Порядок выполнения:
Подсчитайте, в скольких строках приведённых ниже данных встречается слово «lights». В ответе укажите только число.

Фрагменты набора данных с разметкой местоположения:
____________________

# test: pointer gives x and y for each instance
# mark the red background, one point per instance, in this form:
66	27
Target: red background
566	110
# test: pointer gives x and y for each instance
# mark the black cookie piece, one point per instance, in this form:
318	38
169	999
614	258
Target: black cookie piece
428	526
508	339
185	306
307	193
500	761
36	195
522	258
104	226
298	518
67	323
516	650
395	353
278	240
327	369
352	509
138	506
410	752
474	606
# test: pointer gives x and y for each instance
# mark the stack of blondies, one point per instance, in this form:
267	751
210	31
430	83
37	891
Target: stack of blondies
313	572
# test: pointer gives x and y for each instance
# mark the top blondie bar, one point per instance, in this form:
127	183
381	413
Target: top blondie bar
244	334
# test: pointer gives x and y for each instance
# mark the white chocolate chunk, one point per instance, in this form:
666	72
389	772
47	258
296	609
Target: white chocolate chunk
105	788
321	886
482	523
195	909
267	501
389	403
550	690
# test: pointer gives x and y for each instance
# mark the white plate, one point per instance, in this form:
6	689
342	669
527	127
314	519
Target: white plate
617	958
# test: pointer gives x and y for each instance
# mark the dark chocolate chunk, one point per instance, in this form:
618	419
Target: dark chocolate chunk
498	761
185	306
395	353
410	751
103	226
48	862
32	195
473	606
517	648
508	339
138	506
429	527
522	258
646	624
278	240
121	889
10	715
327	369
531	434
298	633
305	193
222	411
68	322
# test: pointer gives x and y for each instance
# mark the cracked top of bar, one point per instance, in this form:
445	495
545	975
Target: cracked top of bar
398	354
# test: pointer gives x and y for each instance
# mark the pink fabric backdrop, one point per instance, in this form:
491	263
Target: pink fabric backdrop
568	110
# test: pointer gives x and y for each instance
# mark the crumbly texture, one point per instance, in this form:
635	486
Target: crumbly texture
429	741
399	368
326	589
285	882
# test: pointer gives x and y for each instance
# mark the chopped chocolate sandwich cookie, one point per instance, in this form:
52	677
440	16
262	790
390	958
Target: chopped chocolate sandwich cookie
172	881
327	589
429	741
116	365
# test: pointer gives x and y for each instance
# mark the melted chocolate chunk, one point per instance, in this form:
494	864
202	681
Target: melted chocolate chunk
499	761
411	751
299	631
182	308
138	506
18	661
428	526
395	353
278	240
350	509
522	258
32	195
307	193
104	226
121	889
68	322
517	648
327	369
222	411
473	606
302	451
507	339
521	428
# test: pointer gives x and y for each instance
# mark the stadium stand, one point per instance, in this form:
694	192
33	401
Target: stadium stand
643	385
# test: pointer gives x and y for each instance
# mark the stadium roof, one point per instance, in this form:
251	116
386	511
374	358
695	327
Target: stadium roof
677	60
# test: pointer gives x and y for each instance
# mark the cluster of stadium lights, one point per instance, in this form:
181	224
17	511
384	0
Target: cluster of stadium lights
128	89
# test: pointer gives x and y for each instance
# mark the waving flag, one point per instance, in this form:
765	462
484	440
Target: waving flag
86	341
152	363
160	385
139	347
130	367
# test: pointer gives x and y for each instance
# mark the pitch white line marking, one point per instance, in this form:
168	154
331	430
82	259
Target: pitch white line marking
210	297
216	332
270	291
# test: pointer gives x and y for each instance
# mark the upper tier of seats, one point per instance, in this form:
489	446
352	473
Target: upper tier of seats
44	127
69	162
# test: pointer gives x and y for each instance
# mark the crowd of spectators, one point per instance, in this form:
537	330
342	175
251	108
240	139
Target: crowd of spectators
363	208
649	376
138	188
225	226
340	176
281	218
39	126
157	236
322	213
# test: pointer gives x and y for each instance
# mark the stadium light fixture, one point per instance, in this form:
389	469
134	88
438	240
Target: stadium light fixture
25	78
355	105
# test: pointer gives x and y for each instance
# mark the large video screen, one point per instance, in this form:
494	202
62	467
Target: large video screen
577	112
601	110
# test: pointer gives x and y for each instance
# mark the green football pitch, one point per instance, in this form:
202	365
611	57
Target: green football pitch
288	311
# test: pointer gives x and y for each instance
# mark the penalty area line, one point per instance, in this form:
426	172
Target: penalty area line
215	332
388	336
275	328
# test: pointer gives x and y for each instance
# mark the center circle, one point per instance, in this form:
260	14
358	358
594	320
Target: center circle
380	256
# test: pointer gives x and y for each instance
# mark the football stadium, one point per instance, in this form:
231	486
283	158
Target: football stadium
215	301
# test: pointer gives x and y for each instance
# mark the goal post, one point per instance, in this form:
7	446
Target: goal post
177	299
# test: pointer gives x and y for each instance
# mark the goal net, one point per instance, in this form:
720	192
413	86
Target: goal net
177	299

____________________

Решение задания:
2